EXERCISE DESCRIPTION:
Copy the records verbatim from the line containing "Point out the hanging decoration" through the line containing "(1421, 198)", with both of those lines included. Leave the pictures out of your copy.

DATA ENTRIES:

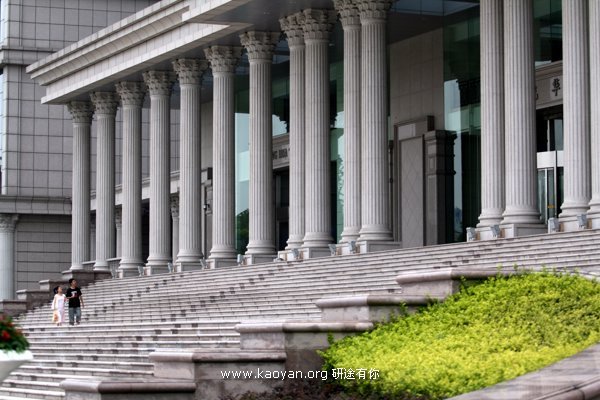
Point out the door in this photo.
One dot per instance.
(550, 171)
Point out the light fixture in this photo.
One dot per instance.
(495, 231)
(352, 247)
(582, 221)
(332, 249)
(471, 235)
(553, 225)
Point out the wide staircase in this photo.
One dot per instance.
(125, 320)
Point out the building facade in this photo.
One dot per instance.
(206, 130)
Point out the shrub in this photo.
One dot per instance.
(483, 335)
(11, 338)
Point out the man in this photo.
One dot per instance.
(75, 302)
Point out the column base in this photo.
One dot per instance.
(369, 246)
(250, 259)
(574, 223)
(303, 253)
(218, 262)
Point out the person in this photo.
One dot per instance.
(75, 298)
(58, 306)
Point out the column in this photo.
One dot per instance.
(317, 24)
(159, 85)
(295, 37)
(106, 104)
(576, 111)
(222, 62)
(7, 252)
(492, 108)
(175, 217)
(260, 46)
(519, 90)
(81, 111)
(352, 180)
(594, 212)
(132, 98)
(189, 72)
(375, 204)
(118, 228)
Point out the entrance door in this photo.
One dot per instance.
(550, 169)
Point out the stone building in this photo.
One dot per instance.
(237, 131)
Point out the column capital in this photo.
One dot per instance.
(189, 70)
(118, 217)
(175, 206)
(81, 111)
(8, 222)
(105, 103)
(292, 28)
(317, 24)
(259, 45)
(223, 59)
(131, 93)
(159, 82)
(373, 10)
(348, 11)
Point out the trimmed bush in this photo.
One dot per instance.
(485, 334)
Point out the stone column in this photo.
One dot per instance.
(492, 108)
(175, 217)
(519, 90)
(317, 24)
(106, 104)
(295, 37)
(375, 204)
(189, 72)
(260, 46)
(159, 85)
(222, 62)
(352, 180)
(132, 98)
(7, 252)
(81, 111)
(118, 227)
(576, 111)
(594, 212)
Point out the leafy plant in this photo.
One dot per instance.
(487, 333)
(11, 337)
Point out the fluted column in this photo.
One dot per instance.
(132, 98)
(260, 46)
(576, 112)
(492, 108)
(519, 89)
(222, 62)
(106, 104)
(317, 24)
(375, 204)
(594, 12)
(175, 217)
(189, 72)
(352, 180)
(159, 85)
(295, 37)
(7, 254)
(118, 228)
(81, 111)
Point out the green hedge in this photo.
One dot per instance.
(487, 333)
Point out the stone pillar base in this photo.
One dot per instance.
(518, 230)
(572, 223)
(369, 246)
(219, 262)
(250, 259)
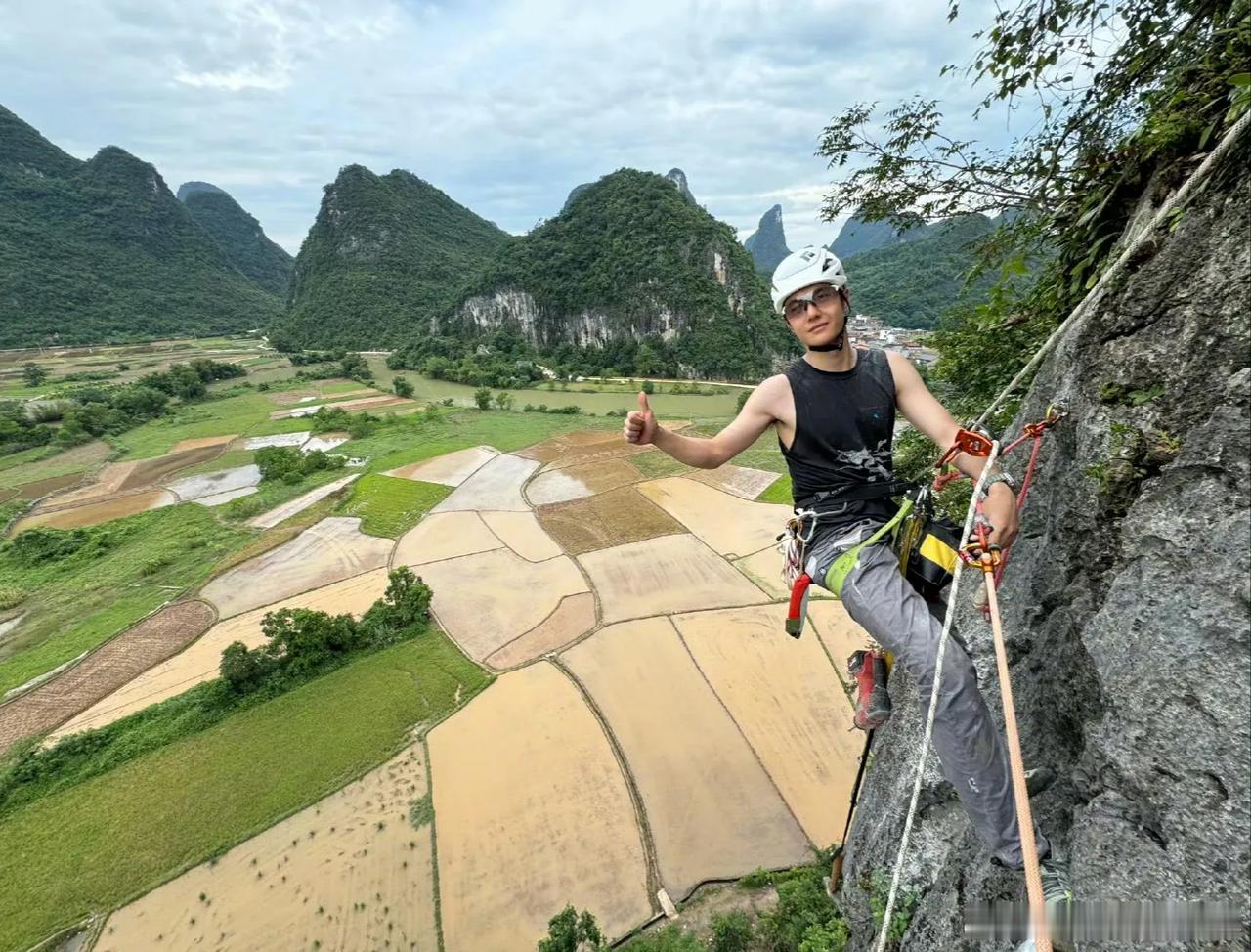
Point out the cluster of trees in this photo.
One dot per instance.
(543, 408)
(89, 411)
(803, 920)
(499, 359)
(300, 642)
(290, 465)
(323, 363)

---

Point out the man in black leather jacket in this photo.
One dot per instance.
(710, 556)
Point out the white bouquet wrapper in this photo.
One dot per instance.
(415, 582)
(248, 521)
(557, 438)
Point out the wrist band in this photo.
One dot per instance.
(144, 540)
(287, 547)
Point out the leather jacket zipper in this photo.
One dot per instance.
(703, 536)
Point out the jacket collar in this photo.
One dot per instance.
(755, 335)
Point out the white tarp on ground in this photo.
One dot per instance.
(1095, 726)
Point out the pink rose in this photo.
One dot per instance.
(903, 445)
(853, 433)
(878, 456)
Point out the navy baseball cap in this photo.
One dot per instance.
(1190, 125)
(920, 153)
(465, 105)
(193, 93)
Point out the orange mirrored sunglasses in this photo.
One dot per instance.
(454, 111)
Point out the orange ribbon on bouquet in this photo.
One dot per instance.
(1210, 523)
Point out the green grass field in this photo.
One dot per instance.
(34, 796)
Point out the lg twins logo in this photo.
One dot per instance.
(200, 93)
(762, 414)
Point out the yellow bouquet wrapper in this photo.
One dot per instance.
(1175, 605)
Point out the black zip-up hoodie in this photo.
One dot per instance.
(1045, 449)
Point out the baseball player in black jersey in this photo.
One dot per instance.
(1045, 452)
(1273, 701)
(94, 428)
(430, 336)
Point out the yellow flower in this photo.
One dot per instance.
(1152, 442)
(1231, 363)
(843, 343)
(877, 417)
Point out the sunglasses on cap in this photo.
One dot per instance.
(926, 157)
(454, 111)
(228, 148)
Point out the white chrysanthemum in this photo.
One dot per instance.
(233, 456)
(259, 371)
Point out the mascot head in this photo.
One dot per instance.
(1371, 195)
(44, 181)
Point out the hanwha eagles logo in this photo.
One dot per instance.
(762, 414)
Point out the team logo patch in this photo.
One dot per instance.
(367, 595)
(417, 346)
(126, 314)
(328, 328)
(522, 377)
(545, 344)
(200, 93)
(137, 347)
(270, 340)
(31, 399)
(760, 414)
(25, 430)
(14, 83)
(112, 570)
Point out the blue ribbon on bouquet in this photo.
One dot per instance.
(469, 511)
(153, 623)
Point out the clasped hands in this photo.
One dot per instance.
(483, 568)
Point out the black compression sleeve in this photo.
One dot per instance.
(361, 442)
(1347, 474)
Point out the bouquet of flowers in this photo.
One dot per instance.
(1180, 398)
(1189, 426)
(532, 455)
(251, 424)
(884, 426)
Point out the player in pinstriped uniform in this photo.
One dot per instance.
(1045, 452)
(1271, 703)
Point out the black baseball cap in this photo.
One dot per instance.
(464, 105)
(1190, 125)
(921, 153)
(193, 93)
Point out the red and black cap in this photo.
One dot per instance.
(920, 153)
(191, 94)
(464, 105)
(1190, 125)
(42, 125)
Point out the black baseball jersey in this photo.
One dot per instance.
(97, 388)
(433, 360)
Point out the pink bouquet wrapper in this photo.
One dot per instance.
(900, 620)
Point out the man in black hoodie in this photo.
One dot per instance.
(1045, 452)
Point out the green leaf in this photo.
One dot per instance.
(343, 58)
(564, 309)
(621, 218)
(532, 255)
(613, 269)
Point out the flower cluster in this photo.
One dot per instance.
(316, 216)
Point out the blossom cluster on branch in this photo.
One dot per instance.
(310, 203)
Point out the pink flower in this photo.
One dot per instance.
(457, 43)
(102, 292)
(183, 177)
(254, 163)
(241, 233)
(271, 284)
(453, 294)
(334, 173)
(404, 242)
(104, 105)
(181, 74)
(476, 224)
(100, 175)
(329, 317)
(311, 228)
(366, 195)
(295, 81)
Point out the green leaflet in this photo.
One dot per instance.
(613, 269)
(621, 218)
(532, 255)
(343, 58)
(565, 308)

* * *

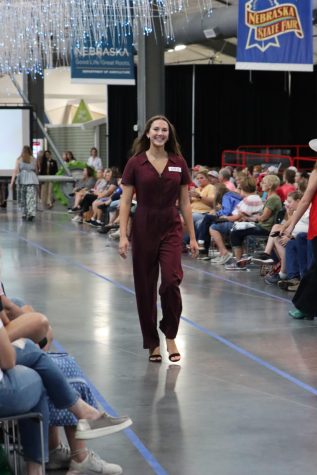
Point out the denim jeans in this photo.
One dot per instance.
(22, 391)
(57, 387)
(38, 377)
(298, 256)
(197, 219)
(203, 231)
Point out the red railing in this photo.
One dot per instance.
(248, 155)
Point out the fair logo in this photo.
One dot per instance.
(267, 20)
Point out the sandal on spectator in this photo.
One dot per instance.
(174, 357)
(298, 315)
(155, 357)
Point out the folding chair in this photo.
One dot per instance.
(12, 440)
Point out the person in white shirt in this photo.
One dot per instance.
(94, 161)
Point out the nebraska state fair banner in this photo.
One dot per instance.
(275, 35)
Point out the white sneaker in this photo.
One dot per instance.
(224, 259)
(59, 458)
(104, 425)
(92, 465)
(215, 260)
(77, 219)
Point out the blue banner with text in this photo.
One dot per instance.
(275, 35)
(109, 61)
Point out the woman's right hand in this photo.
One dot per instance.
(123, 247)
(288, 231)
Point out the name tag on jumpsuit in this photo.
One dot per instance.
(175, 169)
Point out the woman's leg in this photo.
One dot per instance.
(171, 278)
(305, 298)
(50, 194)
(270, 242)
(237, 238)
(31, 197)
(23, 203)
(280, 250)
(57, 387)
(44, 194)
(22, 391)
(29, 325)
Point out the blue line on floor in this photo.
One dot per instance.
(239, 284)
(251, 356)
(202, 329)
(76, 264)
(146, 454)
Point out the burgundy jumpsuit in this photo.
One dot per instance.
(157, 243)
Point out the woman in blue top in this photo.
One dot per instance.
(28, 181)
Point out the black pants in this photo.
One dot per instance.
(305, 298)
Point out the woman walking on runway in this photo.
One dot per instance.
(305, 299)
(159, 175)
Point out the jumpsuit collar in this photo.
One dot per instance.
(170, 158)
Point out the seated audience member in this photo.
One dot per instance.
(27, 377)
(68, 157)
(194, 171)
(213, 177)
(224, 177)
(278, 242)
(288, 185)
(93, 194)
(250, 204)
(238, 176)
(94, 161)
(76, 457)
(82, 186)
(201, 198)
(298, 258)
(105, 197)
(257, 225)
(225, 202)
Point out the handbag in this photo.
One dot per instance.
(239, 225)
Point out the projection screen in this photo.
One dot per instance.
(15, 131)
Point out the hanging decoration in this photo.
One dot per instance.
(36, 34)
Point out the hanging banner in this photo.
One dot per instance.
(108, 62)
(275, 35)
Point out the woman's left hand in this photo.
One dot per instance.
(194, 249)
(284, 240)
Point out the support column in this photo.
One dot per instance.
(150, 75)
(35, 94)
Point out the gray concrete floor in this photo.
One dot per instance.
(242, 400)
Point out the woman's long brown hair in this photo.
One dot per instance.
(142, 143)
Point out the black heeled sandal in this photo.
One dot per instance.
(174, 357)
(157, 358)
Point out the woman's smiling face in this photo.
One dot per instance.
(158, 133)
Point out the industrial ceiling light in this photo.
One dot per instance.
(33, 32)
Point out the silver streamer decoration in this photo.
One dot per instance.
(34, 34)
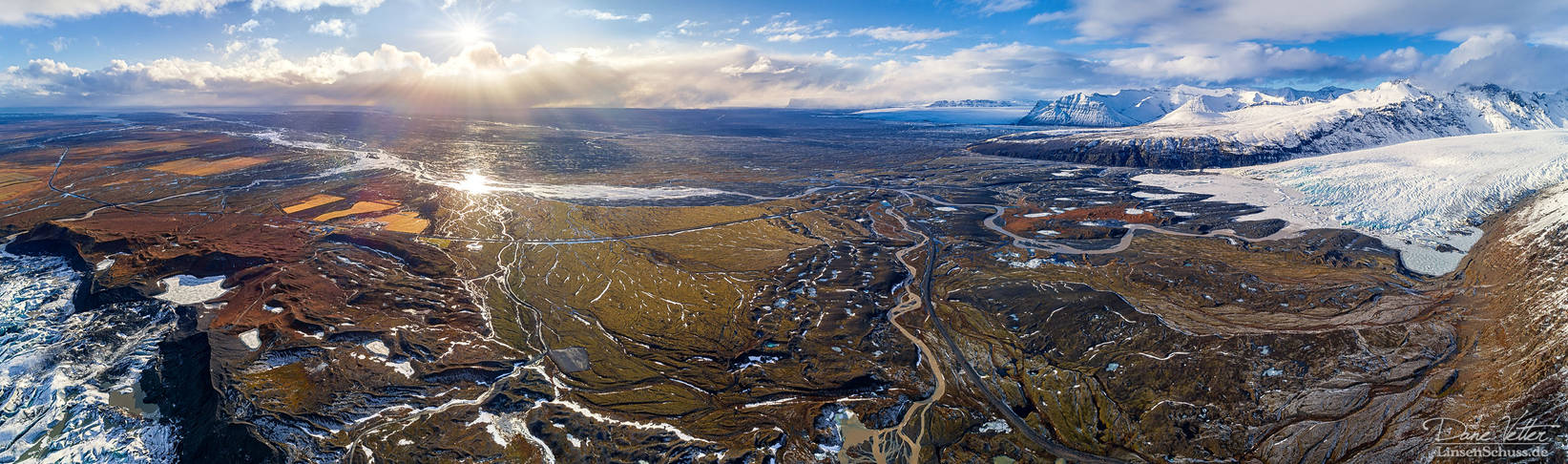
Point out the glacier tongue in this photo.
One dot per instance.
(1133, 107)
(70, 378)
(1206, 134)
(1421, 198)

SOLUTION:
Point out the hanging decoration in this photo.
One dot per instance.
(36, 34)
Point out the hanging banner in this photo.
One dot per instance.
(108, 62)
(275, 35)
Point out the woman's left hand in this photo.
One dot per instance.
(194, 249)
(284, 240)
Point out the support column in this photo.
One dot per instance.
(150, 75)
(35, 94)
Point out the gray concrete floor in this photo.
One dot per instance.
(242, 400)
Point out the woman's long brown hair in this photo.
One dot per instance.
(142, 143)
Point out the black heeled sandal in this photo.
One dot per instance.
(174, 357)
(157, 358)
Point out the woman's smiling face in this photo.
One dot per instance.
(158, 133)
Point out the industrial ceiling light in this photo.
One dot per instance.
(33, 32)
Point out the silver streamer decoration in this photo.
One dot per instance.
(34, 34)
Point out the glacier tongue in this photo.
One dot per instance.
(1133, 107)
(70, 378)
(1206, 134)
(1421, 198)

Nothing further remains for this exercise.